__Source document__
>> START

Friday, May 4, 2012

On Destiny

Today I found out that one of my oldest friends back from about standard 1 or 2 maybe (though we aren't really close at all anymore) has started a band with some of her friends, touring places and making a name for themselves. Though like I said, we don't talk anymore, it still does give me a small sense of pride to see her success and know that I used to know her back when she tied two pigtails to school. I remember what her mum looks like. I remember her considering dreams of being a superstar but deciding at one point that it was too impossible, but now.. wow. :) 


This journey that we all take, different and unique, really just amazes me. People that started off the race with me have all taken separate routes by now, and the earliest close friends I have go back to form 2/3 only. But to look back, and see where they have ended up.. just.. don't you find it incredible too? Everyone's growing up and becoming who they want to be in life.

>> END

Entries from a data source
>> START

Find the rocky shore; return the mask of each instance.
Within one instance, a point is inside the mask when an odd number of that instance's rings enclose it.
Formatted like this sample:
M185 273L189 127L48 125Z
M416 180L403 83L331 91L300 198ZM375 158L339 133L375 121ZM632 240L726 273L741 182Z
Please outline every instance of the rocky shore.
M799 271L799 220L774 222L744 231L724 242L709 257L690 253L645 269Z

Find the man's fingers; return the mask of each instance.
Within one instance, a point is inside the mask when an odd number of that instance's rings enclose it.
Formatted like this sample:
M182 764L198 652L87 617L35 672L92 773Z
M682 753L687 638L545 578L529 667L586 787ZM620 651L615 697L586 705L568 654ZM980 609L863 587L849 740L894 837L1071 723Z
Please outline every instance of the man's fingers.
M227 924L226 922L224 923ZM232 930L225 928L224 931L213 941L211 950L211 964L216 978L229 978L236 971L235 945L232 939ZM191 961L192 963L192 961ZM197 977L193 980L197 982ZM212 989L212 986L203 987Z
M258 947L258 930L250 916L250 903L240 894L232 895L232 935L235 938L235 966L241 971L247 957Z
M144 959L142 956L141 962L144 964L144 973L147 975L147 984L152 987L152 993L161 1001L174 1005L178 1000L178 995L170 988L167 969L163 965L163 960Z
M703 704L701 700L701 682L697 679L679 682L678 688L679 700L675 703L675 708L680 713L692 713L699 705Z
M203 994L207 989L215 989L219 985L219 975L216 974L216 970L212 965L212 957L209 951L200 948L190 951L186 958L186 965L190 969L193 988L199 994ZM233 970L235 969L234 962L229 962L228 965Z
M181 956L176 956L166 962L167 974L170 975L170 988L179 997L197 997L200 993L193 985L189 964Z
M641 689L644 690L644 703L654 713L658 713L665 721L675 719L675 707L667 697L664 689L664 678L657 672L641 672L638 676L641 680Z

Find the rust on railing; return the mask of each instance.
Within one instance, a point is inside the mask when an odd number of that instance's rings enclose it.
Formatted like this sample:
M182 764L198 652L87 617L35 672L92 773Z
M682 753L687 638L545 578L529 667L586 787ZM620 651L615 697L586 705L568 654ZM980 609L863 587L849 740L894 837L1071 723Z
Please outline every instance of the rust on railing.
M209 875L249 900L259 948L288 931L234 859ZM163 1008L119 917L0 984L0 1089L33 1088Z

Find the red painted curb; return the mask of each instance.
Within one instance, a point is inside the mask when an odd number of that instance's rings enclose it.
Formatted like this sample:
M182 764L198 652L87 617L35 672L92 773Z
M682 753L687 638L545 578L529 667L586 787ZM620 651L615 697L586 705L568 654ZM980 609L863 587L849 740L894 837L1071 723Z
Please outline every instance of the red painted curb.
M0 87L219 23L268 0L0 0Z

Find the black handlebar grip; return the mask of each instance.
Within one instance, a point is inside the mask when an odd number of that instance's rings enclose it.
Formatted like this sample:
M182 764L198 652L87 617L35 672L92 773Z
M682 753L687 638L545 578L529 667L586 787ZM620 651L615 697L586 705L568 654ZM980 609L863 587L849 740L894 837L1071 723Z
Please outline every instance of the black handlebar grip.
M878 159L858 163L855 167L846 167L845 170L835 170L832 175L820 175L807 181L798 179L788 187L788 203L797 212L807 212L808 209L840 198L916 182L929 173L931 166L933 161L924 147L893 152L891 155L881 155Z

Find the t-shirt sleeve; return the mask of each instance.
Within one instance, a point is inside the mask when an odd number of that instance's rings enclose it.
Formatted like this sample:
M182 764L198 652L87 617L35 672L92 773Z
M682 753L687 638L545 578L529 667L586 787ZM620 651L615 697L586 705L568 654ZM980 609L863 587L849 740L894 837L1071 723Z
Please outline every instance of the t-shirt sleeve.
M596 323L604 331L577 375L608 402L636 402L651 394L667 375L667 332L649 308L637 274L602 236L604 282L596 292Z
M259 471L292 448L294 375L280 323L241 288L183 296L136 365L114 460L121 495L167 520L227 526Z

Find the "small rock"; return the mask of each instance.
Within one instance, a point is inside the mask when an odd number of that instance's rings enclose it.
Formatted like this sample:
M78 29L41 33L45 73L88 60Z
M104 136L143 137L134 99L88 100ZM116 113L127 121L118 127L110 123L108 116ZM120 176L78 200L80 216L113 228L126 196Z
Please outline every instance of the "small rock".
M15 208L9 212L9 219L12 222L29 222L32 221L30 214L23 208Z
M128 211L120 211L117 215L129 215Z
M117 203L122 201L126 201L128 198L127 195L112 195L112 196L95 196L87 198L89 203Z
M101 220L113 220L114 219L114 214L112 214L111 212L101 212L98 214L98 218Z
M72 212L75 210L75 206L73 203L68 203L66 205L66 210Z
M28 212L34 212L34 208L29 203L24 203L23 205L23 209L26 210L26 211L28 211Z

>> END

__The problem__
Return the passage of the blog post on destiny from "Friday, May 4, 2012" to "now.. wow. :)", copied word for word. None of these entries is needed.

__Solution to this task__
Friday, May 4, 2012

On Destiny

Today I found out that one of my oldest friends back from about standard 1 or 2 maybe (though we aren't really close at all anymore) has started a band with some of her friends, touring places and making a name for themselves. Though like I said, we don't talk anymore, it still does give me a small sense of pride to see her success and know that I used to know her back when she tied two pigtails to school. I remember what her mum looks like. I remember her considering dreams of being a superstar but deciding at one point that it was too impossible, but now.. wow. :)